▼

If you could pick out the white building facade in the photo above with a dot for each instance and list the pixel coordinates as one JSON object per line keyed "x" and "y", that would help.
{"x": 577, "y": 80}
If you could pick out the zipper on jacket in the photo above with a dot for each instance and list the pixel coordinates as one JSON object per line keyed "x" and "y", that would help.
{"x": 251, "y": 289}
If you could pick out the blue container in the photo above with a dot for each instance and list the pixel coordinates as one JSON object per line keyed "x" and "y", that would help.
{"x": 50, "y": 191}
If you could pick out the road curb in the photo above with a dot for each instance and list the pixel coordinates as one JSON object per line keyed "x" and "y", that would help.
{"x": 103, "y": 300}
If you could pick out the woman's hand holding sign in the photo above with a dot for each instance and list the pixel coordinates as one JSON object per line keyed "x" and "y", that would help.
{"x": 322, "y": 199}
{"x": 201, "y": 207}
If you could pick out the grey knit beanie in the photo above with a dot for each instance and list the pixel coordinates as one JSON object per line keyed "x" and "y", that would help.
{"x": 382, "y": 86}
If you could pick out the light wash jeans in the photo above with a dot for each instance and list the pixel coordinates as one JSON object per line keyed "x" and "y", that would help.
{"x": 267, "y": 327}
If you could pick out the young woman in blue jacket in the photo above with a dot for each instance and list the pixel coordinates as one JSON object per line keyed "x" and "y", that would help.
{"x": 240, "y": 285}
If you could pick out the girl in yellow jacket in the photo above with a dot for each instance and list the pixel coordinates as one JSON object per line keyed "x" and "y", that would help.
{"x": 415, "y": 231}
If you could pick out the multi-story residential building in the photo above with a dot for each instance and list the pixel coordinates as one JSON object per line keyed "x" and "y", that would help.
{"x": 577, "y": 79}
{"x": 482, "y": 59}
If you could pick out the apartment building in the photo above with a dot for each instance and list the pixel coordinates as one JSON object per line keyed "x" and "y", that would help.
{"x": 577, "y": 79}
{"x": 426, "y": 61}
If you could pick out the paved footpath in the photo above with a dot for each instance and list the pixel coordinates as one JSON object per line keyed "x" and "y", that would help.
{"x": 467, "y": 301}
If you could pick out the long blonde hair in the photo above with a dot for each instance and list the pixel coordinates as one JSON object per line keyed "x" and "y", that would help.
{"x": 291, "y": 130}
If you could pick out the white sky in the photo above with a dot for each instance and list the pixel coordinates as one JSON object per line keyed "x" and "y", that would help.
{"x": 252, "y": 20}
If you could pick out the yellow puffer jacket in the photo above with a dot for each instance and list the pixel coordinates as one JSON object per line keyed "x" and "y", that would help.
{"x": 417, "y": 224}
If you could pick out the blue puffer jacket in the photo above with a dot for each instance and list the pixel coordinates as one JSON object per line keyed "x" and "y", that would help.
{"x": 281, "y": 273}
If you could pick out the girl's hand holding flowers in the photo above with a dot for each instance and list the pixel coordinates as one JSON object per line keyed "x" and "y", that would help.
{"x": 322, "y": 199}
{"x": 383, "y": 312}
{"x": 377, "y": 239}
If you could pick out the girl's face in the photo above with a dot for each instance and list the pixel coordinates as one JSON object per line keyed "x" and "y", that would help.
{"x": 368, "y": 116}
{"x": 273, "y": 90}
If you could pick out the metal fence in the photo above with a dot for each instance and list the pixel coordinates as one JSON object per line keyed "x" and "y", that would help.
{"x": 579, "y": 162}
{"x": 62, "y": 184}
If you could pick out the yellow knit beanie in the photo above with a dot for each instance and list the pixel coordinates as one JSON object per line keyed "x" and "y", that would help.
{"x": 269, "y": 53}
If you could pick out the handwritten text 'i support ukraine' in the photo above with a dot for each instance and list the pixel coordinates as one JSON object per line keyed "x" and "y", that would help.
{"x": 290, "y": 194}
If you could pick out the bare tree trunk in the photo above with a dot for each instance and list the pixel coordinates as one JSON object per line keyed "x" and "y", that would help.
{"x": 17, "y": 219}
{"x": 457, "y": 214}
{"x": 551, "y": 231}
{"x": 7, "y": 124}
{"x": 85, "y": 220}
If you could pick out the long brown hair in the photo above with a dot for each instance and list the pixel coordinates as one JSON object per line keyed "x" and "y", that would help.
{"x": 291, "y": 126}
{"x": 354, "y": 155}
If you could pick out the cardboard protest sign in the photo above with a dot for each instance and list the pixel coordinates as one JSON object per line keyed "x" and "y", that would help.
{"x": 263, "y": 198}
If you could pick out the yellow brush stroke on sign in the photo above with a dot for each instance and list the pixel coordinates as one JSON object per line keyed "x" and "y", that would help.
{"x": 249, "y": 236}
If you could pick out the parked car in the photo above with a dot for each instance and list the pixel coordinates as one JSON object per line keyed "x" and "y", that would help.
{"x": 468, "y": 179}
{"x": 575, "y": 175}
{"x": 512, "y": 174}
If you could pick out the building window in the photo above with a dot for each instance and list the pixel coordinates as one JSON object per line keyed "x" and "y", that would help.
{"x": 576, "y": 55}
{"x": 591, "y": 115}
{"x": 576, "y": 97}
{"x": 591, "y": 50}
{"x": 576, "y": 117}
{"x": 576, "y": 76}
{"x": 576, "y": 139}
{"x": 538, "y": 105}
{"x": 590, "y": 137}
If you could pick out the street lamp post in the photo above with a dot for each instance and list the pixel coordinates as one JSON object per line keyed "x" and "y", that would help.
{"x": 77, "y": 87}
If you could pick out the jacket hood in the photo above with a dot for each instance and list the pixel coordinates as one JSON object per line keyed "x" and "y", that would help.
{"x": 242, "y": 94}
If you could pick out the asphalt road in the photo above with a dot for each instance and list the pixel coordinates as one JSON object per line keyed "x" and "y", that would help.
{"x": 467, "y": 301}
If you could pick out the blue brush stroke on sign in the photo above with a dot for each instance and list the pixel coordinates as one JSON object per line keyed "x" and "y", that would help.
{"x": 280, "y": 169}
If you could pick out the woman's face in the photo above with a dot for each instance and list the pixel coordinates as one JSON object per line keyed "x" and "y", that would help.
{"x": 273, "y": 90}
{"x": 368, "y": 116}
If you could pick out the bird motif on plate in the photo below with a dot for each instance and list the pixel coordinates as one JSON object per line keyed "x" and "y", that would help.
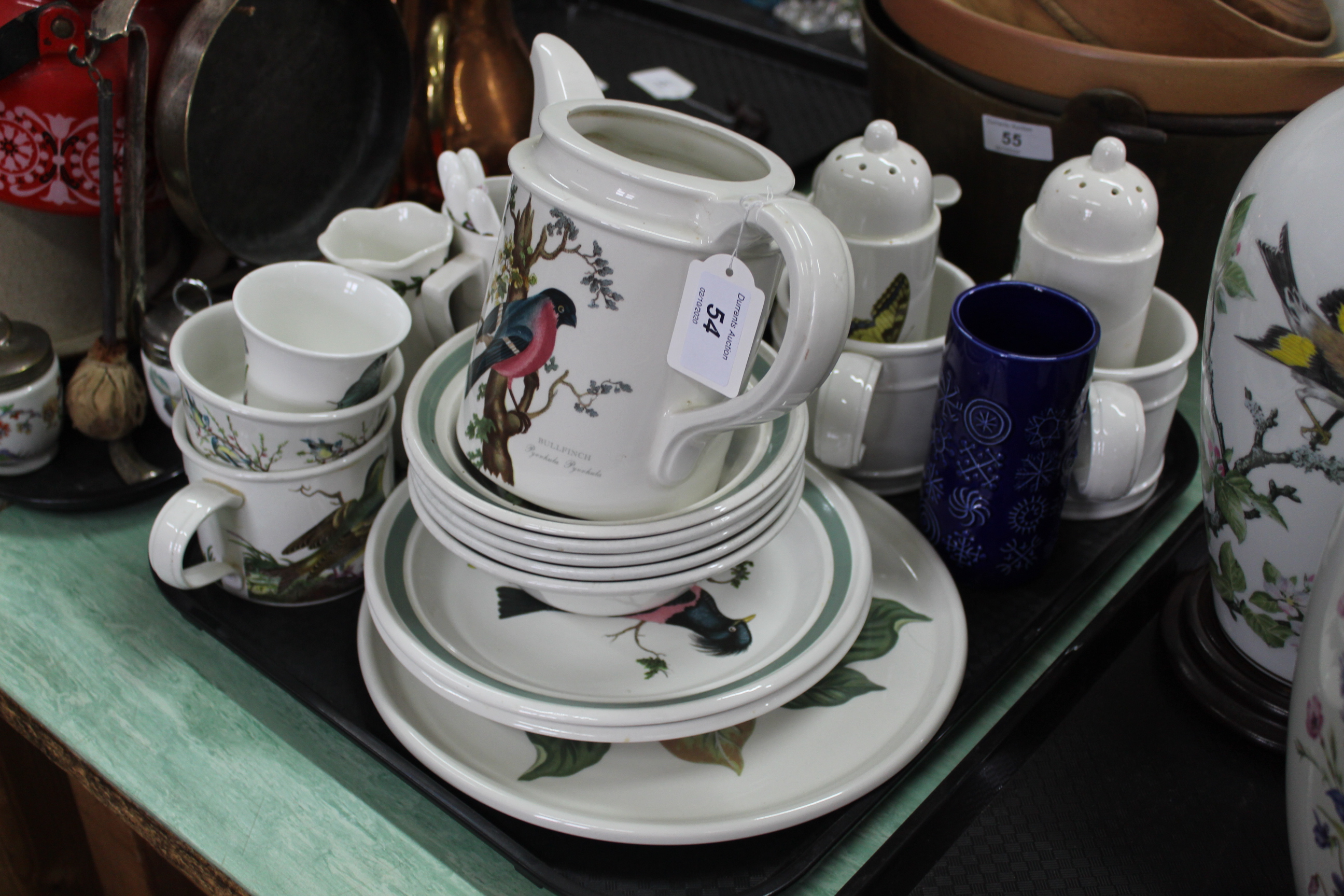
{"x": 1312, "y": 344}
{"x": 711, "y": 631}
{"x": 521, "y": 336}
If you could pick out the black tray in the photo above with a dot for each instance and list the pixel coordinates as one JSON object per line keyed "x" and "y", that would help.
{"x": 1105, "y": 778}
{"x": 311, "y": 653}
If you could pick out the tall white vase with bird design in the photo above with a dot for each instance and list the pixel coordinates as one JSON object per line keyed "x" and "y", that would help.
{"x": 1273, "y": 386}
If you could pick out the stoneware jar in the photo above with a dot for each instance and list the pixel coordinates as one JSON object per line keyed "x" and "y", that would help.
{"x": 879, "y": 192}
{"x": 30, "y": 398}
{"x": 611, "y": 205}
{"x": 1093, "y": 234}
{"x": 1273, "y": 386}
{"x": 1316, "y": 733}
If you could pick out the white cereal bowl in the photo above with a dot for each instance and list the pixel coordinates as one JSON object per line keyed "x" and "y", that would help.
{"x": 207, "y": 356}
{"x": 621, "y": 597}
{"x": 612, "y": 572}
{"x": 608, "y": 551}
{"x": 689, "y": 539}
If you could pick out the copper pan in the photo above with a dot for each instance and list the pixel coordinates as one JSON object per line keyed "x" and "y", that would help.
{"x": 1063, "y": 69}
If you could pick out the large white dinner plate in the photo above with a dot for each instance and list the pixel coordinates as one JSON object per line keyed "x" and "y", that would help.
{"x": 776, "y": 621}
{"x": 793, "y": 766}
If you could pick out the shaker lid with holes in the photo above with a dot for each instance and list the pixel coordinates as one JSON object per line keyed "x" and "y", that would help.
{"x": 875, "y": 187}
{"x": 163, "y": 319}
{"x": 1098, "y": 205}
{"x": 26, "y": 354}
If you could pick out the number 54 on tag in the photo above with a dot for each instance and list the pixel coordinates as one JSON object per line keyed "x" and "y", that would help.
{"x": 717, "y": 323}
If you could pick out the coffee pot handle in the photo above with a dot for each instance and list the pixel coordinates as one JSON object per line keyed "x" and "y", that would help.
{"x": 820, "y": 306}
{"x": 1111, "y": 447}
{"x": 174, "y": 527}
{"x": 437, "y": 289}
{"x": 842, "y": 410}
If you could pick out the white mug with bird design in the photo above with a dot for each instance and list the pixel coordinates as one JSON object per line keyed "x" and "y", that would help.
{"x": 609, "y": 206}
{"x": 316, "y": 335}
{"x": 293, "y": 538}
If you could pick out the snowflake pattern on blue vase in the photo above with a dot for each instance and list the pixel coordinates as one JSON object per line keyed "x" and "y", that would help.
{"x": 979, "y": 464}
{"x": 1026, "y": 515}
{"x": 929, "y": 524}
{"x": 1037, "y": 472}
{"x": 1019, "y": 554}
{"x": 949, "y": 406}
{"x": 964, "y": 549}
{"x": 968, "y": 507}
{"x": 1045, "y": 430}
{"x": 986, "y": 421}
{"x": 941, "y": 445}
{"x": 933, "y": 484}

▲

# PROBLEM REQUIREMENTS
Beginning at the line where "If you could pick out the number" appears, extract each line through the end of the data above; keep them exact and include nothing else.

# THE ANSWER
If you could pick out the number 54 on tag in the photo above with a dot for each instance and list the pixel coordinates as one JSON object per line keyed "x" and "y", that would help.
{"x": 717, "y": 323}
If you could pick out the coffee pot handle in the photo above with a dot for each instance and list the pixel coordinates as one JSON object per line keyed "x" and "y", that would help.
{"x": 820, "y": 306}
{"x": 1111, "y": 447}
{"x": 174, "y": 527}
{"x": 437, "y": 289}
{"x": 842, "y": 410}
If you could pick out the white mug with bird design in the photo above with a dot for each instance and list the pixel coordinates as one JSON object per line keyed "x" and "y", that would help.
{"x": 609, "y": 206}
{"x": 316, "y": 335}
{"x": 293, "y": 538}
If you could pick out the snowflake pattern on blue vase in the photo above with a dot for each instance and list the pixel coordinates as one JSON object per line keyed "x" and "y", that would help.
{"x": 979, "y": 464}
{"x": 1026, "y": 515}
{"x": 929, "y": 524}
{"x": 1037, "y": 472}
{"x": 1019, "y": 554}
{"x": 949, "y": 406}
{"x": 964, "y": 549}
{"x": 968, "y": 507}
{"x": 1045, "y": 430}
{"x": 986, "y": 421}
{"x": 941, "y": 445}
{"x": 933, "y": 484}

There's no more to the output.